Siria, uccisi soldati che difendevano i manifestanti
di Ester Adorno

Sarebbero morti per il rifiuto di uccidere, i soldati della Quinta divisione ripresi mentre i commilitoni della Quarta (quella di Maher, il fratello minore del Presidente) li fucilavano nella mischia, colpevoli di respingere l’ordine di sparare sulla popolazione di Daraa. Il video è circolato, come ormai solito, su internet, nel venerdì in cui si piangevano i morti dell’altro venerdì, quello di settimana scorsa, che era stato chiamato il Grande Venerdì e che di grande ha avuto soltanto il numero di morti – almeno 112 manifestanti. Più di 500 morti, città guardate a vista, confini giordani blindati, confini col Libano ad alta tensione dopo le fughe di massa di giovedì, confini con la Turchia rafforzati soprattutto nelle zone curde. Nel giro di un mese, la Siria di Bashar al Assad, la Siria in cui si dovevano fare le riforme e abolire la repressione politica è un Paese fra il purgatorio e l’inferno, dove la gente urla a Bashar al Assad di andarsene una volta per tutte, e la stampa è bandita.
 
Quel che si sa è che Deraa non si vive; dopo settimane di protesta, la popolazione è al suo quinto giorno di reclusione forzata. Niente acqua, niente cibo, niente elettricità, niente linee telefoniche, cecchini appostati sui tetti che sparano a chi si avventura e la stretta dei carri armati subito fuori. I soccorsi arrivano, ogni tanto, quando la soffiata di qualche soldato segretamente dalla parte dei civili avverte in tempo dei movimenti delle truppe. Per le strade resta soltanto l’odore dolciastro dei corpi abbandonati per terra, che nessuno tenta di raccogliere, e che qualcuno ha tentato di contare – giovedì, secondo i testimoni rivoltisi ad Al Jazeera, i cadaveri erano almeno 25, ieri almeno 15. Andranno sommati ai più di 500 caduti di queste sei settimane, e ai soldati ammutinati che nessuno può contare né nominare e che la stampa siriana attribuisce a “Terroriti armati”. A proposito di chi, dal Governo siriano, è sempre stato definito “Terrorista”: la Fratellanza Islamica, illegale sotto il regime laico del Baath siriano, ieri ha rotto il silenzio esprimendo ufficialmente il proprio appoggio per le proteste.
 
Se a Latakia risuonano gli spari e i manifestanti si ritrovano a migliaia a Baniyas e nella città curda di Qamishli, a Damasco si cercano gli oppositori casa per casa e la gioventù siriana è la prima a tentare la fuga. Quello che la disoccupazione non era riuscita a fare, lo fanno gli arresti e le intimidazioni: l’aereoporto di Damasco si riempie di ingegneri, grafici, e chiunque oltre alla professione possa contare anche sul doppio passaporto. Ma al’uscita dal paese li aspetta un’amara sorpresa, con la polizia speciale che controlla sistematicamente telefoni e computer per rintracciare qualsiasi forma di dissenso. Forse anche per questo qualcuno ha pensato bene di vendicarsi attaccando i siti governativi, prima fra tutti il Parlamento e il quotidiano governativo Tishreen, scomparsi ieri dalla rete per mano degli attivisti. Intanto la diplomazia resta immobile.

(ESTRATTO DEI DATI)
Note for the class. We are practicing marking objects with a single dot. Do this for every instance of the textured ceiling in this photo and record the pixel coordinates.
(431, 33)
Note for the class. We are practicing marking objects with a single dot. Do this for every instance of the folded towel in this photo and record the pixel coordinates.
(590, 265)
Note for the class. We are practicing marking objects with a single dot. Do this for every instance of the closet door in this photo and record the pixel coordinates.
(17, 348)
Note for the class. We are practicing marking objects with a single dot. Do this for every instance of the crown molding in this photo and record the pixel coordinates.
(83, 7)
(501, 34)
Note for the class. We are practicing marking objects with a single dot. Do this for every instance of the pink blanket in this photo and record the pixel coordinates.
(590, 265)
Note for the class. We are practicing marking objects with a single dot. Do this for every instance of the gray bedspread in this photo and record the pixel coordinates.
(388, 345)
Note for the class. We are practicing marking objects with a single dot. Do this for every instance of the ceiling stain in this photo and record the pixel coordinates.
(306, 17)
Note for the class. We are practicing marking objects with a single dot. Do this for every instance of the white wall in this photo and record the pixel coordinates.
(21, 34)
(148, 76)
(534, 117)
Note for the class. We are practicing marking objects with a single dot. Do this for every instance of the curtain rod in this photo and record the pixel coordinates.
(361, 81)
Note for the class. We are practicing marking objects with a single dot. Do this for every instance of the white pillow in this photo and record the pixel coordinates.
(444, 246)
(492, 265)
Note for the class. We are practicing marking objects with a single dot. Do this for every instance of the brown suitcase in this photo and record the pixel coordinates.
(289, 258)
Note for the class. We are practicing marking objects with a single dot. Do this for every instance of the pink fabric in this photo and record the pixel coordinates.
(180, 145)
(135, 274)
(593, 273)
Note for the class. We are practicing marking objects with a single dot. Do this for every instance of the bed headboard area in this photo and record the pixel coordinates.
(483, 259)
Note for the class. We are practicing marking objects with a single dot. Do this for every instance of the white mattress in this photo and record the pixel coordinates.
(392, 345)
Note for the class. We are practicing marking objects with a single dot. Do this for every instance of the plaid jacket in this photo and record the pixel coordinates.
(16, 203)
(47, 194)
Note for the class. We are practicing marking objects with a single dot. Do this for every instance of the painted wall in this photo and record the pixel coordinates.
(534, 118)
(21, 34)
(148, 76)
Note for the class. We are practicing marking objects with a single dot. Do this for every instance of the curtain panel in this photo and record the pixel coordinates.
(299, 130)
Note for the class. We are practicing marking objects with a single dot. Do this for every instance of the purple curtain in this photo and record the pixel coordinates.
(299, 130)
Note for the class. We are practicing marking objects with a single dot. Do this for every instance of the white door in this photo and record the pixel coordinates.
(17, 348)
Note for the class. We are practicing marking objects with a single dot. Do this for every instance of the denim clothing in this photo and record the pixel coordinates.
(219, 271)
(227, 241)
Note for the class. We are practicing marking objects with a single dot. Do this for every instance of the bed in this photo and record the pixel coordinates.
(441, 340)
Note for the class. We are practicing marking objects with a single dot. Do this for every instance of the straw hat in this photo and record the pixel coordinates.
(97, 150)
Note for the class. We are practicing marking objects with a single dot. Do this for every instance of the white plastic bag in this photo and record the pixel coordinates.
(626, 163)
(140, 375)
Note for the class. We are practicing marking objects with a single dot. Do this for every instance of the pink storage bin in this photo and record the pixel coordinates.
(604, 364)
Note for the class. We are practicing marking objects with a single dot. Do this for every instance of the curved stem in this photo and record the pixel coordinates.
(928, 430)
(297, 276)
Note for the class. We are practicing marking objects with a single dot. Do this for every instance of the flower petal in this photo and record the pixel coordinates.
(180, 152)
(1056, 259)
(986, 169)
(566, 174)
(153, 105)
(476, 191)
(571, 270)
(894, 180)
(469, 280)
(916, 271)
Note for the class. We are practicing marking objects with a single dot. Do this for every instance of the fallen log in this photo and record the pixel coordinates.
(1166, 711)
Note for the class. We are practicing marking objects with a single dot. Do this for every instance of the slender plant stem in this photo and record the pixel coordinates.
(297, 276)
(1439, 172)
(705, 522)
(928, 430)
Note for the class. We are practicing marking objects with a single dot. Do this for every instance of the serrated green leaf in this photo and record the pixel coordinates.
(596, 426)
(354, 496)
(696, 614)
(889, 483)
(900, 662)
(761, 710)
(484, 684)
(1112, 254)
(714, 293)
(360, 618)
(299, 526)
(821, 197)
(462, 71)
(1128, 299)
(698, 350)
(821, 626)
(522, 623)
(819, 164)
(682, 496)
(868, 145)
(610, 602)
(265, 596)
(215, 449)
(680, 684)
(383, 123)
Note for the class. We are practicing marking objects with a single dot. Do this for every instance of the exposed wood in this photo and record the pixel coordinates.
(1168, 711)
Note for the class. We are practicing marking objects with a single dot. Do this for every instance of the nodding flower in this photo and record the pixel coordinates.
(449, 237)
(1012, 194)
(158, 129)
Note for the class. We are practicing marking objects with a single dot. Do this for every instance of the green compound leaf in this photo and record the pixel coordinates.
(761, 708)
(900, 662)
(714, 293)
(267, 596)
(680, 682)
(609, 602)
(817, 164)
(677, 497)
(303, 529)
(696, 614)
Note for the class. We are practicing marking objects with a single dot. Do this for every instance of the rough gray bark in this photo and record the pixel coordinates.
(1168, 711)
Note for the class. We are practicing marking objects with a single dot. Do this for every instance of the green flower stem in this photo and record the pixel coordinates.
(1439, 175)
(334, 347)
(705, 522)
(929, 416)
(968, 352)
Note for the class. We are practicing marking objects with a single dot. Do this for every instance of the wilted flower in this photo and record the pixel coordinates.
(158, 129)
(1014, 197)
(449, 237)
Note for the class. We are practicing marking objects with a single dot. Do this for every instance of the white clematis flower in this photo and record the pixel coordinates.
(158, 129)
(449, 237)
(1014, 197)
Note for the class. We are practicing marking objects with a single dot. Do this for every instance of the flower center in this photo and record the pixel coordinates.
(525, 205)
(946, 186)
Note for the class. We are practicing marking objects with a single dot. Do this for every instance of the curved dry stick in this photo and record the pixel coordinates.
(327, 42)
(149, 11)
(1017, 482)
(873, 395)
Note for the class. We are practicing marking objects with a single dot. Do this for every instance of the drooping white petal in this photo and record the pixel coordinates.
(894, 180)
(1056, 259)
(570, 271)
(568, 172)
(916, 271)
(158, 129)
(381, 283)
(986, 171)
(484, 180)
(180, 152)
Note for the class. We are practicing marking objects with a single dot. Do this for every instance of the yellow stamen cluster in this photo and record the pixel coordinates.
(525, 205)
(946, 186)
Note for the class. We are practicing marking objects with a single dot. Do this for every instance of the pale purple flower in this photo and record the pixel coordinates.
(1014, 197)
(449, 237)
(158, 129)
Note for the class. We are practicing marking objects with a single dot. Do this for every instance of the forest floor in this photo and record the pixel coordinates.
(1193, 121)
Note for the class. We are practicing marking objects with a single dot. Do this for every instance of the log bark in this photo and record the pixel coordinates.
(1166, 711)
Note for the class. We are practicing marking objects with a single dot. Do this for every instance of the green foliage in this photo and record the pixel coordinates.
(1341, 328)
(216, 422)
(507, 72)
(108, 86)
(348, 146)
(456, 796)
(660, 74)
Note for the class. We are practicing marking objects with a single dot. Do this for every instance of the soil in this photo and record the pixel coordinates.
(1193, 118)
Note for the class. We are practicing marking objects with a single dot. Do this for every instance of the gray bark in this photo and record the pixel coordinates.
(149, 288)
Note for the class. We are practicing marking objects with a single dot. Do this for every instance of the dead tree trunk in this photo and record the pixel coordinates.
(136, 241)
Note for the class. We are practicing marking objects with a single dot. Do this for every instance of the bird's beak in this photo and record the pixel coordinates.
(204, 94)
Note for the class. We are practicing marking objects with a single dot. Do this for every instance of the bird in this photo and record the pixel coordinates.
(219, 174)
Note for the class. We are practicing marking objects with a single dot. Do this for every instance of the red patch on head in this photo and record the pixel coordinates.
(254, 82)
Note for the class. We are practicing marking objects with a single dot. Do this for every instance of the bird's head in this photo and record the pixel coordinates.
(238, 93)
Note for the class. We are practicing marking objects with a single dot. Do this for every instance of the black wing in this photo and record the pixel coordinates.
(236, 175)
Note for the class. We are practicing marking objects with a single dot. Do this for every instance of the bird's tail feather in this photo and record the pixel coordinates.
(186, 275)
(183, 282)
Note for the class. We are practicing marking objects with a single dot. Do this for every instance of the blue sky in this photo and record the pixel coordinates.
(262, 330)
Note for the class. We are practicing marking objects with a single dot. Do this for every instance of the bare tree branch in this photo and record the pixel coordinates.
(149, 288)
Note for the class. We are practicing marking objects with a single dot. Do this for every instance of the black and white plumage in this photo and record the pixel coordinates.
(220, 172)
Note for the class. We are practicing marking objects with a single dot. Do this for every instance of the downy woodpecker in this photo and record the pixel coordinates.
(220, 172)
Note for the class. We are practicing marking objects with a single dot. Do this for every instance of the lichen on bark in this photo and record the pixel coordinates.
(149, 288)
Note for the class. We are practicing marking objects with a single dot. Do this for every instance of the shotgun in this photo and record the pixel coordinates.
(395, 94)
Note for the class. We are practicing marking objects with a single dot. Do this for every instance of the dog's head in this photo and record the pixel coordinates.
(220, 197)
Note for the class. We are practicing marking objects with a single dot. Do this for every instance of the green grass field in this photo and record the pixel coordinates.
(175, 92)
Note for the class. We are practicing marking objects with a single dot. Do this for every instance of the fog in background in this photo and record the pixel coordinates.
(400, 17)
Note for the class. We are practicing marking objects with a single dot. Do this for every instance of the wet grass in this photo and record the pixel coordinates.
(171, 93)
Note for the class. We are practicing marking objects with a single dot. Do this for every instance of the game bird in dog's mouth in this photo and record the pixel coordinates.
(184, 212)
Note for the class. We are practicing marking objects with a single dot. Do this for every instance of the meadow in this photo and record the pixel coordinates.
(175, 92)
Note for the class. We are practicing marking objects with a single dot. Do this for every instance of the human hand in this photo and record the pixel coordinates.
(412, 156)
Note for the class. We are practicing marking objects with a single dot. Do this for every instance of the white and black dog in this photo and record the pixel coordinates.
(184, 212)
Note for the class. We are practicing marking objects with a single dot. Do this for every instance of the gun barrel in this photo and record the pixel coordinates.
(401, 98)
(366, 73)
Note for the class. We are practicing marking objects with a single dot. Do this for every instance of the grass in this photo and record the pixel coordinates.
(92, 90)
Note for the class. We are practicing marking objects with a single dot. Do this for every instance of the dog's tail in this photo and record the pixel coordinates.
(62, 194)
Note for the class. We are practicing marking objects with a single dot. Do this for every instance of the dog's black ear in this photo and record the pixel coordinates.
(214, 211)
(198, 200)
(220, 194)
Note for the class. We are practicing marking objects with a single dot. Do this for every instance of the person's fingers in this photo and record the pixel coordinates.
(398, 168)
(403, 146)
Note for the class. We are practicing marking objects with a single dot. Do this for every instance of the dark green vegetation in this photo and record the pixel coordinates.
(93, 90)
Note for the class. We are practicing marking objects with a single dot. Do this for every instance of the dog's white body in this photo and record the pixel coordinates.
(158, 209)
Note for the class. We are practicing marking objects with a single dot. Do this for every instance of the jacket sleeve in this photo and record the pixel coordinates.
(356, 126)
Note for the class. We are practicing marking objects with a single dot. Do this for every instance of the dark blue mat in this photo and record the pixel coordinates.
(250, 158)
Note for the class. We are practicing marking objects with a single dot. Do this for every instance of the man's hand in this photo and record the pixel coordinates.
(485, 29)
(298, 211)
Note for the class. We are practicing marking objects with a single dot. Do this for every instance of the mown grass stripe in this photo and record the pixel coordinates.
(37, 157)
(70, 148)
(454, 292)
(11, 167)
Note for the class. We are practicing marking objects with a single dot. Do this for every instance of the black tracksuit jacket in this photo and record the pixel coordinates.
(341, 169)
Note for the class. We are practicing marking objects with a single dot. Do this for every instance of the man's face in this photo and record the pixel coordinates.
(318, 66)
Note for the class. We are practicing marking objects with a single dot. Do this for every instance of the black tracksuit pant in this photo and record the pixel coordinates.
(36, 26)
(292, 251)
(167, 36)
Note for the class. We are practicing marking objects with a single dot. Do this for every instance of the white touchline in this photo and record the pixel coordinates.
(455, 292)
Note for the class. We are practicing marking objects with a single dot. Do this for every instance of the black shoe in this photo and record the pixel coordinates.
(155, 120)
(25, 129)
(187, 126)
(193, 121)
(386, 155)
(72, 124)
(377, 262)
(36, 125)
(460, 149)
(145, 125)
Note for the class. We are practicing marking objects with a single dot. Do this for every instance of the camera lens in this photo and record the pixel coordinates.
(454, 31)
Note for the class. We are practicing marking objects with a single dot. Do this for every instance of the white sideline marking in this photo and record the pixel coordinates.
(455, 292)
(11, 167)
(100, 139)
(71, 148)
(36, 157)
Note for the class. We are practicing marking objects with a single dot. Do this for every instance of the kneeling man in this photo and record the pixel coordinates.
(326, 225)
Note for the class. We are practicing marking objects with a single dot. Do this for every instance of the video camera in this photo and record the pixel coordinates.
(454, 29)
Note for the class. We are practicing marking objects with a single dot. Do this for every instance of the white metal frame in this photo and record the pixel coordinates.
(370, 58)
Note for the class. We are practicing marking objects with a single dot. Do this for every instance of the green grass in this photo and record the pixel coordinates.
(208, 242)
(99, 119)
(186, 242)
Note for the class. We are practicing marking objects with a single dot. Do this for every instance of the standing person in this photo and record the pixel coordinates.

(OBIETTIVI)
**1.** Secondo l'articolo sulla Siria, a quale giorno di reclusione forzata è arrivata la popolazione di Deraa?
**2.** Nell'articolo sulla Siria, riscrivi il passo da "Se a Latakia" fino a "diplomazia resta immobile." compreso, cambiando "ingegneri" in "medici".
Per questi compiti i record non hanno alcun ruolo.

(SOLUZIONI DEI COMPITI)
**1.** È al quinto giorno di reclusione forzata.

**2.**
Se a Latakia risuonano gli spari e i manifestanti si ritrovano a migliaia a Baniyas e nella città curda di Qamishli, a Damasco si cercano gli oppositori casa per casa e la gioventù siriana è la prima a tentare la fuga. Quello che la disoccupazione non era riuscita a fare, lo fanno gli arresti e le intimidazioni: l’aereoporto di Damasco si riempie di medici, grafici, e chiunque oltre alla professione possa contare anche sul doppio passaporto. Ma al’uscita dal paese li aspetta un’amara sorpresa, con la polizia speciale che controlla sistematicamente telefoni e computer per rintracciare qualsiasi forma di dissenso. Forse anche per questo qualcuno ha pensato bene di vendicarsi attaccando i siti governativi, prima fra tutti il Parlamento e il quotidiano governativo Tishreen, scomparsi ieri dalla rete per mano degli attivisti. Intanto la diplomazia resta immobile.